→ Data shown:
───

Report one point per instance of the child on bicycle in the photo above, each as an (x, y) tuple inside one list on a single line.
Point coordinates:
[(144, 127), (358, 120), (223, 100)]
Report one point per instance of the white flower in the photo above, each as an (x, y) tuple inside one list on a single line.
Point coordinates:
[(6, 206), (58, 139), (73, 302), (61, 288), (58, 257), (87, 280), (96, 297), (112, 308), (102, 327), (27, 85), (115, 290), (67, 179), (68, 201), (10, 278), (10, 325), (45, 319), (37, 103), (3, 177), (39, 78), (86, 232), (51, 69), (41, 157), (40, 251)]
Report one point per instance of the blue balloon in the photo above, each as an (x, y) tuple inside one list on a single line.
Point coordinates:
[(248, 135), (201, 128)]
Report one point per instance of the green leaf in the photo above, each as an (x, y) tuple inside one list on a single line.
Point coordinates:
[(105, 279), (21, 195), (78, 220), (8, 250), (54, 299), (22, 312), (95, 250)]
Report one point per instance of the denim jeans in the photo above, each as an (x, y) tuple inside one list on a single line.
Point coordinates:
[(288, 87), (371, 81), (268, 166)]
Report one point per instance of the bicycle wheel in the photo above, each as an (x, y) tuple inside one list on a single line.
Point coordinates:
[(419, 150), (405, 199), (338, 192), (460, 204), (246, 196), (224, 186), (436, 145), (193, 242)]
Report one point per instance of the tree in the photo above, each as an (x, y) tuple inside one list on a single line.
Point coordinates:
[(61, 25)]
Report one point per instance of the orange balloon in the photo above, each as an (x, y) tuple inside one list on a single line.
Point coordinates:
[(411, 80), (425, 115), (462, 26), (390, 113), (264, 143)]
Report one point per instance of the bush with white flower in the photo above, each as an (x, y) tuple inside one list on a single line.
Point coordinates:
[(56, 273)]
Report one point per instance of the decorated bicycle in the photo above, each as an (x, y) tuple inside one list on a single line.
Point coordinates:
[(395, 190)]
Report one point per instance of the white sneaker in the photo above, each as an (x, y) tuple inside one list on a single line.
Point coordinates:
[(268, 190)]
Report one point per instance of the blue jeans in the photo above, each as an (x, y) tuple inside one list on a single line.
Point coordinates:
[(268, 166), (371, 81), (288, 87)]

───

→ Exercise prompt:
Return the records unchanged, from their first line through the line that holds "[(288, 87), (371, 81), (268, 166)]", with both ends included.

→ Response to this exercise:
Report one point per instance of the child on bicycle in the photo above, each as an (x, y) tuple inside one list on a single line.
Point coordinates:
[(144, 127), (358, 120), (223, 100)]
Report one point per instance of the white flower in the photo above, each as an (x, y) tuple inside one list on a single line.
Point coordinates:
[(6, 206), (58, 139), (73, 302), (61, 288), (58, 257), (87, 280), (96, 297), (112, 308), (102, 327), (27, 85), (115, 290), (67, 179), (68, 201), (10, 278), (10, 325), (45, 319), (37, 103), (3, 177), (39, 78), (86, 232), (51, 69), (41, 157), (40, 251)]
Report one point per instance of the blue balloon in the photo above, each as an (x, y) tuple inside one list on a single line.
Point coordinates:
[(248, 135), (201, 128)]
Report one point per instance of the green leaf in the photo above, each as an (x, y) tuple inside one list on a single line.
Point coordinates:
[(105, 279), (21, 195), (78, 220), (8, 250), (54, 299), (22, 312), (95, 250)]
Report one point per instance of the denim jeans in the photo above, each as an (x, y) tuple inside one list on a single line.
Point coordinates:
[(288, 87), (371, 81), (268, 166)]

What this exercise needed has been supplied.